TASK INSTRUCTIONS
Copy the lines from the start of the records through the line containing "[509,85,581,108]", changing every "lotus" to "water lily" and leaving everything else unchanged.

Raw records

━━━━━━━━━━━━━━━━━━━━

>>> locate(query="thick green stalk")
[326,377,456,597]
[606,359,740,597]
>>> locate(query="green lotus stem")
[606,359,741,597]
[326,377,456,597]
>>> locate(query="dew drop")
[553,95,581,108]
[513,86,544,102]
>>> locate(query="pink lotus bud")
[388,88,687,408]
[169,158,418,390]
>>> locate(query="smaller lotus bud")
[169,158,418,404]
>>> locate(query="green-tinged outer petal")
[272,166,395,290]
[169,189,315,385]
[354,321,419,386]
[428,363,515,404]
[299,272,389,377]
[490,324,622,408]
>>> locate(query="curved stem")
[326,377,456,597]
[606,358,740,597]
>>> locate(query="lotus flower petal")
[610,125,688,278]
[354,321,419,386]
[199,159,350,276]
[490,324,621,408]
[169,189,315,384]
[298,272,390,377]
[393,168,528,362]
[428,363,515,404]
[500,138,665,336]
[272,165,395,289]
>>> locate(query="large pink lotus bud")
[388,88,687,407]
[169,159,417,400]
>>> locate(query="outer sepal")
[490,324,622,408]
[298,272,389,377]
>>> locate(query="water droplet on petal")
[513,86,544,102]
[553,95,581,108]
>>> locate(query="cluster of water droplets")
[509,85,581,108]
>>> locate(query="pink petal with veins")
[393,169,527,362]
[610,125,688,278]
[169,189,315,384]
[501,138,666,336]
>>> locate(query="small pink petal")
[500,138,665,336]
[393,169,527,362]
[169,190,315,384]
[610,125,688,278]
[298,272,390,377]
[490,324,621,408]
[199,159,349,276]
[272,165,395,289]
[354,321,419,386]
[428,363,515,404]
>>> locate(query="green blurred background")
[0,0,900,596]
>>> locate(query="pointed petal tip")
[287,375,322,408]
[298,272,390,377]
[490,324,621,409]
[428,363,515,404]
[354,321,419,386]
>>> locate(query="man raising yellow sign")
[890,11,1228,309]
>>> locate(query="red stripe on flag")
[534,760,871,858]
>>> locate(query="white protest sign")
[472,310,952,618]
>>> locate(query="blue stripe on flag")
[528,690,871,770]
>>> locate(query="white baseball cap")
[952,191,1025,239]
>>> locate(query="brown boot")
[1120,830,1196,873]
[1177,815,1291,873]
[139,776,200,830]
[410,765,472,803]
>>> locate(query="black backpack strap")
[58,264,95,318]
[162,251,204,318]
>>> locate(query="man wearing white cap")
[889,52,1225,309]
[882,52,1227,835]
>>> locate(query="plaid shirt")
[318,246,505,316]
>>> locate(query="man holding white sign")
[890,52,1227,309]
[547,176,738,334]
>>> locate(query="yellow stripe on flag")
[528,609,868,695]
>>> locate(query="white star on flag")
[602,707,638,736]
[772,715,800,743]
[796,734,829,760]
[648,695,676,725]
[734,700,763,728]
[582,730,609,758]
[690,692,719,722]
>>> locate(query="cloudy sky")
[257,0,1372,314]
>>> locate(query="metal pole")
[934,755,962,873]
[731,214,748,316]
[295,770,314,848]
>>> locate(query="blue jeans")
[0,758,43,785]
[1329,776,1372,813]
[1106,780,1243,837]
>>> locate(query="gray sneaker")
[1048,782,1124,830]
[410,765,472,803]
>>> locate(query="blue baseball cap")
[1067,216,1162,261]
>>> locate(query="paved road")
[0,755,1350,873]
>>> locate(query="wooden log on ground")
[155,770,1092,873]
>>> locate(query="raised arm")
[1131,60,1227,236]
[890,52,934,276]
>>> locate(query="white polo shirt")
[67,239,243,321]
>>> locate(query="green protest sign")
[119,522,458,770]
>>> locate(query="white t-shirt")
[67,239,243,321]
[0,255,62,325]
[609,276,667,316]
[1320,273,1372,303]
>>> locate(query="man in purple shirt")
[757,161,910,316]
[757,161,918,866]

━━━━━━━━━━━━━━━━━━━━

EXERCISE OUTPUT
>>> locate(query="thick green stalk")
[326,377,456,597]
[606,359,740,597]
>>> locate(query="green water lily stem")
[606,359,741,597]
[326,377,456,597]
>>> locate(query="dew drop")
[553,95,581,108]
[513,86,544,102]
>>> locate(query="pink water lily bud")
[388,88,687,408]
[169,158,418,390]
>>> locate(query="smaller water lily bud")
[169,158,418,404]
>>> locate(query="green-tinged outer petal")
[272,166,395,290]
[169,189,315,385]
[354,321,419,386]
[428,363,515,404]
[299,272,389,377]
[490,324,622,408]
>>> locate(query="curved stem")
[326,377,456,597]
[606,358,740,597]
>>> locate(query="water lily flower petal")
[610,125,688,278]
[354,321,419,386]
[199,159,350,276]
[490,324,621,408]
[169,189,315,384]
[298,272,390,377]
[393,168,528,362]
[428,363,515,404]
[500,138,665,336]
[272,165,395,289]
>>> locate(query="large pink water lily bud")
[388,88,687,407]
[169,159,417,400]
>>> locate(query="outer sepal")
[490,324,622,408]
[298,272,389,377]
>>> locate(query="water droplet on petal")
[513,86,544,102]
[553,95,581,108]
>>> locate(query="cluster of water droplets")
[509,85,581,108]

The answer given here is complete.